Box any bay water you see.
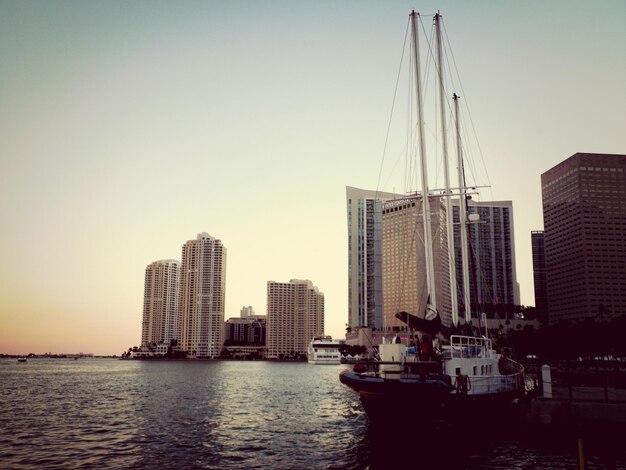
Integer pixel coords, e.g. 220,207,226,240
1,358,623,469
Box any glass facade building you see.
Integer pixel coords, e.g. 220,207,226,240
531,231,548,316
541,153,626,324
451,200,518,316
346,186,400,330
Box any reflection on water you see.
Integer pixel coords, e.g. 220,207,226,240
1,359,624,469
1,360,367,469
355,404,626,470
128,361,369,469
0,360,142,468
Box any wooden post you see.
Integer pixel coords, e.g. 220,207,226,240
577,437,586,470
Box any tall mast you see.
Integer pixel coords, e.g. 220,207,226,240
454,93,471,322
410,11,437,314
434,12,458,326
=====
Lines from the entries that contain the string "water" must be found and copied.

Box any bay water you see.
Box any reflection on water you see.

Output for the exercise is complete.